[Point-per-instance localization data]
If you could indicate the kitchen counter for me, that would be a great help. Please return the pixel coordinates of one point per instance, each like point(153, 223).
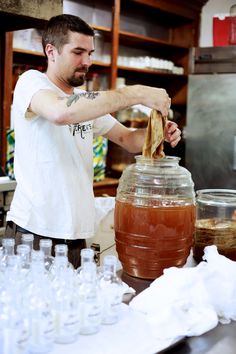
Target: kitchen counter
point(221, 339)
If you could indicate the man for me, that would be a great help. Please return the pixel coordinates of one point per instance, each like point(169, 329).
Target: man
point(55, 123)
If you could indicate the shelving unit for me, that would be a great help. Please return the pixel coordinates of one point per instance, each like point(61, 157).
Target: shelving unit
point(157, 28)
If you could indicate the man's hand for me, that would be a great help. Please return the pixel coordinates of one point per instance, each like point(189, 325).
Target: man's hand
point(171, 133)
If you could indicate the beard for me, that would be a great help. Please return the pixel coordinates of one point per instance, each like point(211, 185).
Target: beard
point(75, 81)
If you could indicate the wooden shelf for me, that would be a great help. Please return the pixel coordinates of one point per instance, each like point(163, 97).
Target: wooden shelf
point(135, 39)
point(101, 63)
point(151, 72)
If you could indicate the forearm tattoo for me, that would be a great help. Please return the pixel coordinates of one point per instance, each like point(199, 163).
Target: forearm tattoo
point(90, 95)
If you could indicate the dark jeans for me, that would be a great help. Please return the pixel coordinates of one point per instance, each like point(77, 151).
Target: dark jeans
point(74, 246)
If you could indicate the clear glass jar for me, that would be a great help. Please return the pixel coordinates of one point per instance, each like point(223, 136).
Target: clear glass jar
point(215, 222)
point(154, 216)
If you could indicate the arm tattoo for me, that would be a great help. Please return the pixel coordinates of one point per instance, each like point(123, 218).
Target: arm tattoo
point(90, 95)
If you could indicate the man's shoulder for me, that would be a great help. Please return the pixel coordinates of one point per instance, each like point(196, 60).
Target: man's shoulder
point(31, 73)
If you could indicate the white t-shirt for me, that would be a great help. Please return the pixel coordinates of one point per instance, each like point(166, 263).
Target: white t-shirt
point(53, 167)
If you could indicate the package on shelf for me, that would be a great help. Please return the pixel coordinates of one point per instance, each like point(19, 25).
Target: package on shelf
point(29, 39)
point(100, 15)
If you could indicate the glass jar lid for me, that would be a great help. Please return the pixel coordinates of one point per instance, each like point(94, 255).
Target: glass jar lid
point(217, 197)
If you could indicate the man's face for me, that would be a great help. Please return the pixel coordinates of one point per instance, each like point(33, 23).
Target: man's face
point(74, 59)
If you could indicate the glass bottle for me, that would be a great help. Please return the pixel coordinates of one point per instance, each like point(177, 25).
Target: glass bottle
point(154, 216)
point(24, 252)
point(215, 222)
point(89, 300)
point(28, 239)
point(111, 290)
point(86, 255)
point(8, 250)
point(38, 301)
point(45, 245)
point(14, 324)
point(65, 301)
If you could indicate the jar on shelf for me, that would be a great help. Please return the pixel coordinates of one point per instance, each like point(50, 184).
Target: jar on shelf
point(154, 216)
point(215, 222)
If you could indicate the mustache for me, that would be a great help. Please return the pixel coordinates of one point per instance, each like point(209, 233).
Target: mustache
point(82, 69)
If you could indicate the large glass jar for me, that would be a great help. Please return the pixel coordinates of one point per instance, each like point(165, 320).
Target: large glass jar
point(154, 216)
point(216, 222)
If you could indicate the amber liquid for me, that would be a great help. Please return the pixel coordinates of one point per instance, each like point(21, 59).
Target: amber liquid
point(149, 239)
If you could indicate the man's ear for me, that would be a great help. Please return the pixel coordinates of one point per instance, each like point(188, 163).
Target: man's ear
point(50, 51)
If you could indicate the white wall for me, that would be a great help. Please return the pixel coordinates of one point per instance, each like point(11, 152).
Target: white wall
point(212, 7)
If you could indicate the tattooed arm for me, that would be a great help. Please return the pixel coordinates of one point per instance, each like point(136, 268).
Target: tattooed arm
point(85, 106)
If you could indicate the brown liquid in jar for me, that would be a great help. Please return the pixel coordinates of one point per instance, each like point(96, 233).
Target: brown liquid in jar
point(215, 231)
point(149, 239)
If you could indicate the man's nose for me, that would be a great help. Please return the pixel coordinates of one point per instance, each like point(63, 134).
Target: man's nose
point(86, 60)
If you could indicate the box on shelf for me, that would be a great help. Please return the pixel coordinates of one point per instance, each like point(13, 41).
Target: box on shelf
point(224, 30)
point(30, 39)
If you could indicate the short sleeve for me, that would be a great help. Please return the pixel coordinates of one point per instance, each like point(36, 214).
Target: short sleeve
point(27, 85)
point(103, 124)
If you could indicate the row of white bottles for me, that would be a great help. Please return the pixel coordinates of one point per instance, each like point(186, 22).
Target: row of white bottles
point(44, 300)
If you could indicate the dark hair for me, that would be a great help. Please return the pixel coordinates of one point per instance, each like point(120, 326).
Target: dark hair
point(57, 28)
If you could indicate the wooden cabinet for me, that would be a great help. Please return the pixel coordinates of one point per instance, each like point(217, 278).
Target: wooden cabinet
point(155, 29)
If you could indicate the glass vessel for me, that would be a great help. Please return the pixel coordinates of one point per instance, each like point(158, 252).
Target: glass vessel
point(154, 216)
point(215, 222)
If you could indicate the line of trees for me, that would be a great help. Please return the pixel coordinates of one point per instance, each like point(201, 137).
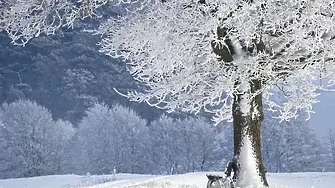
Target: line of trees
point(32, 143)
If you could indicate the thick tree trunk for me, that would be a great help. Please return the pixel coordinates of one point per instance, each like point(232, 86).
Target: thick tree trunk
point(251, 122)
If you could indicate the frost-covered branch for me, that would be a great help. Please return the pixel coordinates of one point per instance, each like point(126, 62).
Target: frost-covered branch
point(193, 55)
point(26, 19)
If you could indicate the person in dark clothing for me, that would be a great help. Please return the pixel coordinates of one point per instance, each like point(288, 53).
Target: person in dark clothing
point(232, 165)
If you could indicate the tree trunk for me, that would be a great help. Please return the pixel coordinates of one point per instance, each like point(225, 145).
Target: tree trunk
point(251, 122)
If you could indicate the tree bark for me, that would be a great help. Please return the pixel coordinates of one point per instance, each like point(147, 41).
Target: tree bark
point(251, 122)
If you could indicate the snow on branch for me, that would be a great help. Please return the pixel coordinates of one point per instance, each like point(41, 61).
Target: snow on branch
point(26, 19)
point(194, 55)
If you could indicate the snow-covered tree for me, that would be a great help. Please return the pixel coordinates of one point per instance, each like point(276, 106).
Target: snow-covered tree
point(227, 57)
point(26, 19)
point(221, 56)
point(113, 137)
point(31, 142)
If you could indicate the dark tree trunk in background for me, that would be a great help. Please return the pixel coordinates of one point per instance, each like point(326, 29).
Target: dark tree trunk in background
point(251, 124)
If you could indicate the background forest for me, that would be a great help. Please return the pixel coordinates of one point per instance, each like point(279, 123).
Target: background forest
point(60, 114)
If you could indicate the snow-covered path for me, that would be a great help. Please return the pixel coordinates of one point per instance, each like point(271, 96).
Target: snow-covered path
point(190, 180)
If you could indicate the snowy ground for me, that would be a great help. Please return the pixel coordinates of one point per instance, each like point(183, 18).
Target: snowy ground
point(190, 180)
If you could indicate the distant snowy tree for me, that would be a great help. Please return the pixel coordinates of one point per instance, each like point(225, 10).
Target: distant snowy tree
point(227, 57)
point(329, 147)
point(180, 146)
point(32, 143)
point(165, 145)
point(198, 138)
point(290, 147)
point(113, 137)
point(221, 56)
point(224, 146)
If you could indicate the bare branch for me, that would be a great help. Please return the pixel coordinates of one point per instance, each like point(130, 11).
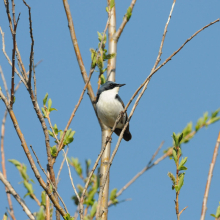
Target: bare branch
point(4, 82)
point(13, 57)
point(48, 178)
point(124, 22)
point(3, 163)
point(29, 157)
point(17, 197)
point(210, 174)
point(32, 45)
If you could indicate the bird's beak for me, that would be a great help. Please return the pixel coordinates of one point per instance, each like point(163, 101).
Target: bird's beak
point(120, 85)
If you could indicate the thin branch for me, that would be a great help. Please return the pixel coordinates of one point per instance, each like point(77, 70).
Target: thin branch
point(124, 22)
point(3, 163)
point(9, 61)
point(84, 89)
point(13, 58)
point(210, 174)
point(4, 82)
point(48, 178)
point(61, 167)
point(29, 157)
point(32, 45)
point(17, 197)
point(149, 165)
point(71, 179)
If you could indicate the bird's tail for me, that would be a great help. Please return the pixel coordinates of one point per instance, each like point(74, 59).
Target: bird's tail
point(126, 136)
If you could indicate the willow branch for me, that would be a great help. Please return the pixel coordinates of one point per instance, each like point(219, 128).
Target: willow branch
point(54, 188)
point(16, 196)
point(124, 22)
point(32, 45)
point(13, 58)
point(29, 157)
point(210, 174)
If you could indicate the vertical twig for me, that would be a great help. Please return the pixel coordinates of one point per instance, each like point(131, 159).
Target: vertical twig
point(13, 61)
point(3, 164)
point(210, 174)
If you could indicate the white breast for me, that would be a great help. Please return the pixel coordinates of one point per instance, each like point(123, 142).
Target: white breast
point(108, 108)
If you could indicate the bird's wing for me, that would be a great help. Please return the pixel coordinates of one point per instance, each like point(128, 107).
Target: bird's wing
point(119, 99)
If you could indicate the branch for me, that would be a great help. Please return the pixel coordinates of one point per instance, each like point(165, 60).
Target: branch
point(3, 163)
point(13, 57)
point(32, 44)
point(29, 157)
point(124, 22)
point(210, 174)
point(17, 197)
point(54, 188)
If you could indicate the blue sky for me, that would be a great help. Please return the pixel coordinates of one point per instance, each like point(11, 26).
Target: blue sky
point(179, 93)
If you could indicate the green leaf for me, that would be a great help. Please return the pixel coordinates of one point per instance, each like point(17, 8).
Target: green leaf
point(174, 155)
point(213, 120)
point(50, 133)
point(103, 80)
point(44, 112)
point(49, 104)
point(112, 4)
point(45, 99)
point(28, 186)
point(129, 13)
point(40, 214)
point(93, 210)
point(113, 194)
point(183, 161)
point(215, 113)
point(53, 109)
point(108, 56)
point(53, 151)
point(172, 177)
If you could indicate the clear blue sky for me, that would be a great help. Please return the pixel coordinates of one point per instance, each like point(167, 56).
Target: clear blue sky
point(179, 93)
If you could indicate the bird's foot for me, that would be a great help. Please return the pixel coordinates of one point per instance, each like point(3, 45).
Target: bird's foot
point(108, 139)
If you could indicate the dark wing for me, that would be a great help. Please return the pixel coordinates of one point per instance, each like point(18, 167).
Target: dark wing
point(119, 99)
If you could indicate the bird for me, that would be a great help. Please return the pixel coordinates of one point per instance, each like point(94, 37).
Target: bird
point(109, 105)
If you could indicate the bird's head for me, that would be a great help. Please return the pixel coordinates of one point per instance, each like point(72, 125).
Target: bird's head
point(111, 86)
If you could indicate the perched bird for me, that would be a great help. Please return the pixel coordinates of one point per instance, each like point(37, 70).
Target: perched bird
point(109, 105)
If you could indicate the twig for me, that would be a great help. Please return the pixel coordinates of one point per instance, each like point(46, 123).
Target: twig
point(61, 167)
point(29, 157)
point(71, 179)
point(210, 174)
point(3, 163)
point(149, 165)
point(13, 58)
point(124, 22)
point(32, 45)
point(183, 210)
point(9, 61)
point(17, 197)
point(48, 178)
point(84, 89)
point(4, 82)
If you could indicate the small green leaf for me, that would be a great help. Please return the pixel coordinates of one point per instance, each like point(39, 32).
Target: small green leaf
point(174, 155)
point(113, 194)
point(213, 120)
point(53, 151)
point(129, 13)
point(43, 198)
point(172, 177)
point(183, 161)
point(103, 80)
point(112, 4)
point(93, 210)
point(45, 99)
point(49, 104)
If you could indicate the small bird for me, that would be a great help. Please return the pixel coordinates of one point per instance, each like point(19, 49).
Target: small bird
point(109, 105)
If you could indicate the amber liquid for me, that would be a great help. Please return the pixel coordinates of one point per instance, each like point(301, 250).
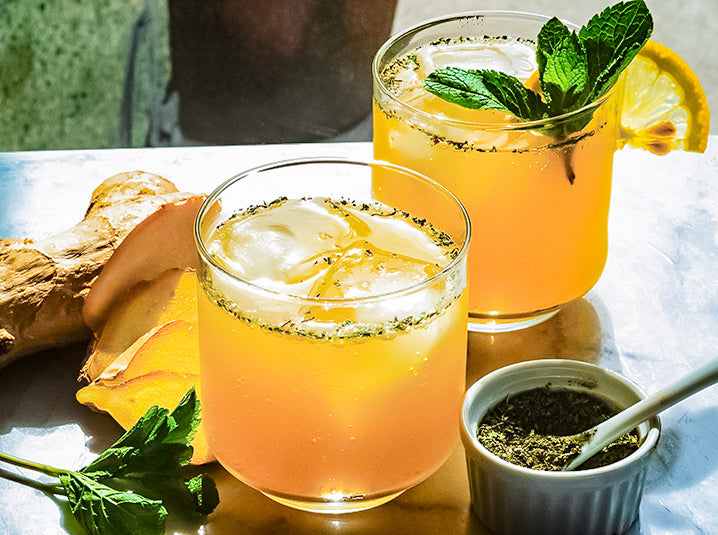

§ EXERCISE
Write down exactly the span of lines above from the one containing "If you could indicate the brown" to the one containing "If you could indicate the glass vessel", both ends included.

§ OUTPUT BELOW
If you could indicate the brown liquid in jar for me, that would be a great help. Please return the pixel coordinates of one point per instance, each like point(96, 233).
Target: brown liquid in jar
point(215, 231)
point(149, 239)
If you could indicate the man's nose for me, that would be a great help. Please return the pixel coordinates of one point per instance, each like point(63, 134).
Target: man's nose
point(86, 60)
If you could indicate the box on shelf for me, that would be a great help. Please return the pixel coordinates of one point per instance, each like point(13, 41).
Target: box on shelf
point(224, 30)
point(30, 39)
If you could indicate the short sleeve for me, that would be a great help. Please return the pixel coordinates of one point per instance, each like point(36, 214).
Target: short sleeve
point(27, 85)
point(103, 124)
If you could indicate the row of white bottles for me, that would be a great help. Please return the pixel coordinates of one point per instance, each like point(186, 22).
Target: row of white bottles
point(44, 300)
If you could indicate the dark hair for me, that would be a great help. Please return the pixel coordinates of one point per instance, each like point(120, 326).
Target: dark hair
point(57, 28)
If you could indicate the wooden cabinet for me, that would be a great help. Please return the pixel coordinates of one point per instance, each like point(217, 278).
Target: wooden cabinet
point(155, 29)
If you could indicate the glass vessel for me, that would be a great help. Please return the pixel coordinates of one point per instance, each like point(158, 252).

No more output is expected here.